-- PROBLEM DESCRIPTION --
Copy every one of the records below, word for word and line by line, with nothing added or left out.

-- DATA FOR THE TASK --
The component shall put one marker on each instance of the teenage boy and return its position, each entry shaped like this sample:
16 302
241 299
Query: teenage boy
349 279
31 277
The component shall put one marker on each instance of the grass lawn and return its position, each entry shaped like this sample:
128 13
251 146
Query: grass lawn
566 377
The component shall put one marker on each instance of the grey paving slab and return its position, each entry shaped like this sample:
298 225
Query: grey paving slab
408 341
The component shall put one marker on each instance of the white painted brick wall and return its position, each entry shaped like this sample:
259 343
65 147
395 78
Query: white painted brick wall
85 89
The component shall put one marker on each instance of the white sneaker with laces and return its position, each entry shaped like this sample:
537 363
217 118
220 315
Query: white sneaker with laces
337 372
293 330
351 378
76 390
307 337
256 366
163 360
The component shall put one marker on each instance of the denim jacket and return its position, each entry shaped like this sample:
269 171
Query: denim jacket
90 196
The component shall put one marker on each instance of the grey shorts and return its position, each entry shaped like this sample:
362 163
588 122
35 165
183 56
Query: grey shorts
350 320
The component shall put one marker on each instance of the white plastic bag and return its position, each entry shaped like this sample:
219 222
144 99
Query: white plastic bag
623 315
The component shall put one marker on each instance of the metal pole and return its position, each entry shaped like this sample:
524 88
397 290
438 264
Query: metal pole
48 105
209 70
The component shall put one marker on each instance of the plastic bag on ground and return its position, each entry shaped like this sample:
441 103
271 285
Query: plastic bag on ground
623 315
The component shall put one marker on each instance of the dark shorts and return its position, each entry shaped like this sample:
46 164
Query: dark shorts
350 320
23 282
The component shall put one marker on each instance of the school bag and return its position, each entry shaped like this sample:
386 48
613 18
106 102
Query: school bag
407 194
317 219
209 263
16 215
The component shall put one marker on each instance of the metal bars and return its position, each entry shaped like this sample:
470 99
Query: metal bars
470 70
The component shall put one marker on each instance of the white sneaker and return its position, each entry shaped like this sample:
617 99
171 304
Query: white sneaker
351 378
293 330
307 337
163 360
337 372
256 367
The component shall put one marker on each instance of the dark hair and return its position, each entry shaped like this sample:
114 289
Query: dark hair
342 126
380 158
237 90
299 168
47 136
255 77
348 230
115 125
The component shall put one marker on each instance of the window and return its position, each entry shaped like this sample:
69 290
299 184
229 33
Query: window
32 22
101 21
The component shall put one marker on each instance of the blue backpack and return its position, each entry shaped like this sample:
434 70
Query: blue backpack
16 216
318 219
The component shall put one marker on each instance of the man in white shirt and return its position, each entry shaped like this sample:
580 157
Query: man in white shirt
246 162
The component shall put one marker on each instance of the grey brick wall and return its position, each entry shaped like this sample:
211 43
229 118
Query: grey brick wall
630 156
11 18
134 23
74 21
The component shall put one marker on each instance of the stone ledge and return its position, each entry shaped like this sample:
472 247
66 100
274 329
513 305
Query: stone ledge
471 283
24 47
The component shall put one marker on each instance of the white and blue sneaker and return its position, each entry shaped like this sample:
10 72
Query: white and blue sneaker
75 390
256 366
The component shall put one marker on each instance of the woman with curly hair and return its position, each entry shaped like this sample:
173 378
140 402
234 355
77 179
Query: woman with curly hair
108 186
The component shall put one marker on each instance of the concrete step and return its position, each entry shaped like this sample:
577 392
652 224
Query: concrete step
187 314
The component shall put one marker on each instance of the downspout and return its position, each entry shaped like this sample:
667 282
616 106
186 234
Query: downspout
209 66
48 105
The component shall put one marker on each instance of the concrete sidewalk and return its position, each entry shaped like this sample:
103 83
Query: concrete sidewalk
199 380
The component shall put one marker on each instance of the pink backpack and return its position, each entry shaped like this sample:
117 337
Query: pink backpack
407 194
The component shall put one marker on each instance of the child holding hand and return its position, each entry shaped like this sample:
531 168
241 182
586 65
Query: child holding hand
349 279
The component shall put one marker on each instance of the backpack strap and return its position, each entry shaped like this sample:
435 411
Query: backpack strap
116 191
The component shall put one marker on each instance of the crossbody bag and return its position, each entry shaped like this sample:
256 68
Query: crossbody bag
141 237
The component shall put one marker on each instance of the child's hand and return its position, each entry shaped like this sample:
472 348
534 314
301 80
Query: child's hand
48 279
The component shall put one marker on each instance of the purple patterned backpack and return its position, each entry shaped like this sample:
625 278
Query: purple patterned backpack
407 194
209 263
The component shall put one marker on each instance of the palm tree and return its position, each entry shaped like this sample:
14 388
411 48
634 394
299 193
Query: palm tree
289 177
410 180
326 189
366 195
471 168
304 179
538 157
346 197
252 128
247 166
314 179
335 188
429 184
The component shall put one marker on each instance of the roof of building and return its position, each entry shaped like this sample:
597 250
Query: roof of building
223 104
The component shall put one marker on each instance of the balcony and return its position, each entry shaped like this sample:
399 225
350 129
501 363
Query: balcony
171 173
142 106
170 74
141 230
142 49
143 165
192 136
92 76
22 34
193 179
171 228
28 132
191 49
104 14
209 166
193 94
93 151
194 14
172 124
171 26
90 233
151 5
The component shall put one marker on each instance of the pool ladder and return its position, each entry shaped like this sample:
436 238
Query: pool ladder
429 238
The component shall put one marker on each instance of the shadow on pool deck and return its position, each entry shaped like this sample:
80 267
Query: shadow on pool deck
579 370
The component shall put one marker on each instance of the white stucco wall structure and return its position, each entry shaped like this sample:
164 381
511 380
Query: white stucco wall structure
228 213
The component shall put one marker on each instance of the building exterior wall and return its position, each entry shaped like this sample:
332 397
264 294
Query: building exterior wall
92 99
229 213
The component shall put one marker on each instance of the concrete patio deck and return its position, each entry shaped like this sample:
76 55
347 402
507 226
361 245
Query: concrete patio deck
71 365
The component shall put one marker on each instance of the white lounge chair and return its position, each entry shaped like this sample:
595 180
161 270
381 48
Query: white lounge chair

-- ANSWER IN FULL --
The component shall put one marker on each instance of the teenage boy and return its position, each entry shaped like this sample:
16 302
241 299
Query: teenage boy
349 279
31 277
The component shall put one marker on each instance of the grass lawn and return its position, each entry shaped like this sample:
128 13
251 146
Query: grass lawn
566 377
The component shall put one marker on each instance of the grey paving slab and return its position, each entry shaped like this sample:
298 225
Query: grey paving slab
408 341
The component shall put one marker on each instance of the white painted brick wall and return its position, each entry shaped like this sample:
259 343
65 147
395 78
Query: white painted brick wall
85 89
The component shall put one marker on each instance of the white sneaker with laces and return its position, each entry shaped like this sample:
537 363
217 118
220 315
Query: white sneaker with laces
337 372
293 330
351 378
76 390
307 337
256 366
163 360
The component shall put one marker on each instance of the denim jacket and return its position, each entry shaped like this sample:
269 171
Query: denim jacket
90 196
The component shall put one marker on each instance of the grey shorts and return its position, each entry shaped like this sample:
362 163
588 122
35 165
183 56
Query: grey shorts
350 320
The component shall put one marker on each instance of the white plastic bag and return its position, each entry shaped like this sample:
219 222
144 99
Query: white plastic bag
623 315
The component shall put one marker on each instance of the metal pole and return its position, each entry shaped like this sample:
524 88
397 290
438 264
Query: metal pole
48 105
209 70
The component shall put one marker on each instance of the plastic bag on ground and return its position, each entry shaped like this sample:
441 103
271 285
Query: plastic bag on ground
623 315
The component shall put one marker on each instance of the dark shorts and return its position, each entry shaped like this sample:
46 164
Query: dark shorts
350 320
23 282
The component shall put one marker on each instance of the school bag and return its position, each entry shaped like this sample:
386 48
613 18
106 102
Query: school bag
407 194
317 219
209 263
16 215
The component shall put one marker on each instance of the metal bars and return its position, each entry shaped like this sample:
470 99
Query: metal bars
470 70
The component shall put one marker on each instance of the white sneaker and return its position, each entry shaped like this sample:
617 99
171 304
Query: white sneaker
351 378
293 330
307 337
163 360
337 372
256 367
The component shall put one marker on each instance of the dark hair and return its position, each entry shaped like this sample:
114 289
Query: dark hair
342 126
380 158
237 90
299 168
47 136
255 77
348 230
115 125
The component shall put one marker on each instance of the window and return its position, each entry shaped like this sample:
69 290
299 184
229 33
Query: window
32 22
101 21
The component shall put one marker on each instance of the blue backpack and return its position, each entry shaped like this sample:
434 70
Query: blue backpack
16 216
318 219
The component shall put one marker on each instance of the man in white shirt and return its position, each entry shaped like this sample:
580 157
Query: man in white shirt
246 162
The component shall put one marker on each instance of the grey brick wall and return its position, each entry shaped like this sample:
211 43
229 118
Query: grey brick wall
630 156
11 18
134 23
74 21
The component shall put one marker on each instance of the stone ledge and return its position, each entry shaped like this sample:
472 247
66 100
274 329
513 305
Query: stone ledge
471 283
24 47
The component shall put one marker on each instance of the white and blue sneaker and return its position, each entry shaped like this sample:
10 72
Query: white and blue sneaker
75 390
256 366
The component shall put one marker on each instance of the woman with curly hair and return its position, each entry shaped like this sample:
173 378
140 402
234 355
77 179
Query: woman with curly hair
108 186
The component shall put one marker on each instance of the concrete step and return its position, each entry shaped like this sample:
577 392
652 224
Query: concrete step
187 314
The component shall put one marker on each instance of the downspout and return its position, each entry shaped like this sample:
667 282
616 106
186 234
Query: downspout
209 66
48 105
The component shall put one marker on each instance of the concrete sidewalk and return its position, each entry shaped like this sample:
103 83
Query: concrete sidewalk
199 380
The component shall put one marker on each instance of the pink backpack and return its position, each entry shaped like this sample:
117 337
Query: pink backpack
407 194
The component shall put one marker on each instance of the child holding hand and return its position, each entry shaped like this sample:
531 168
241 182
586 65
Query: child holding hand
349 279
The component shall put one marker on each instance of the backpack strap and return its position, each entry shaped like this sample:
435 411
Query: backpack strap
116 191
The component shall put one marker on each instance of the crossbody bag and return its position, each entry shaped like this sample:
256 68
Query: crossbody bag
141 237
The component shall put one marker on each instance of the child's hand and return its position, each entry shaped like this sample:
472 348
534 314
301 80
Query: child's hand
48 279
The component shall put one marker on each instance of the purple patterned backpack and return its position, each entry shaped like this sample:
625 278
Query: purple patterned backpack
407 194
209 263
The component shall put one marker on each instance of the palm tree and return its position, each entry shaped like this sample:
14 388
411 48
634 394
299 193
Query: palm tree
289 177
410 180
326 189
366 195
471 168
304 179
538 157
346 197
252 128
247 166
314 179
335 188
429 184
The component shall put one marker on each instance of the roof of building and return its position, each entry shaped like this sample:
597 250
Query: roof of building
223 104
The component shall put one marker on each instance of the balcony and return its position, each entry shaped like this sample:
399 225
350 129
501 363
Query: balcony
171 173
142 106
170 74
141 230
142 49
143 165
192 136
92 76
22 34
193 179
171 228
28 132
191 49
104 14
209 166
193 94
93 151
194 14
172 124
171 26
90 233
151 5
The component shall put one marker on each instance of the pool ladder and return its position, each entry shaped like this sample:
436 238
Query: pool ladder
429 238
The component shall put one marker on each instance of the shadow on pool deck and return its position, each entry shaped like this sample:
80 267
Query: shadow on pool deck
579 370
The component shall put one marker on each instance of the white stucco wall structure and return its position, each entry shaped like this sample:
164 381
511 380
Query: white stucco wall structure
228 213
The component shall put one marker on each instance of the building exterior wall and return its position, each entry shaped like this sample:
332 397
264 294
Query: building exterior wall
92 99
229 213
The component shall put one marker on each instance of the concrete patio deck and return its position, each entry shaped like this sample:
76 55
347 402
507 226
361 245
Query: concrete patio deck
71 365
The component shall put one marker on each instance of the white lounge chair and return its position, each entry shaped like this sample:
595 180
161 270
381 48
Query: white lounge chair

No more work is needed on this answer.